Gather every line in the entries below that contains the word "fender", copying each one in full.
:::::
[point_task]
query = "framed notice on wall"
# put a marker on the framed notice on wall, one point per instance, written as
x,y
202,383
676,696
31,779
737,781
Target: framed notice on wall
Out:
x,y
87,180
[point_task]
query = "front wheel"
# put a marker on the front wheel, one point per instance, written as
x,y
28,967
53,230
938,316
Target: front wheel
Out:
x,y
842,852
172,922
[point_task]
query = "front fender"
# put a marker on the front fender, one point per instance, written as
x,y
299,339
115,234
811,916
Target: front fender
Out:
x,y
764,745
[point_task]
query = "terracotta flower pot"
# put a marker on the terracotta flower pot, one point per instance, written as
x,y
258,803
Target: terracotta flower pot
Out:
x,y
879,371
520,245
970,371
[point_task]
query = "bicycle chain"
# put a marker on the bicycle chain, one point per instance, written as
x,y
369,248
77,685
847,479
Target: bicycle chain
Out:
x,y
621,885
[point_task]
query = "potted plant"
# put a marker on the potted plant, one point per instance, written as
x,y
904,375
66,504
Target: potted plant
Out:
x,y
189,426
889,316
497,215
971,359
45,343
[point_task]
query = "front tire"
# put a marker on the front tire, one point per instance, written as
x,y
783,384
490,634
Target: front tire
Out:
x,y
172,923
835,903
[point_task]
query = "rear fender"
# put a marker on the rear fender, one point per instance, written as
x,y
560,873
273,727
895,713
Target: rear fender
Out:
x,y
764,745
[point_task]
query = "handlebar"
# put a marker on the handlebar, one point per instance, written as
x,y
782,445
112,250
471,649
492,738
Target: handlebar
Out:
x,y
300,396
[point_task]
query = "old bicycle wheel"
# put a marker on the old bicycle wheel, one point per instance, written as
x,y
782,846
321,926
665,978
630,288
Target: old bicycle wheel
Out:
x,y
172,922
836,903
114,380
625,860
:::::
● The reply:
query = "front fender"
# put a marker on the front fender, one point per instance, written as
Target: front fender
query = "rear fender"
# put a marker on the rear fender, one point per instance, written as
Target: rear fender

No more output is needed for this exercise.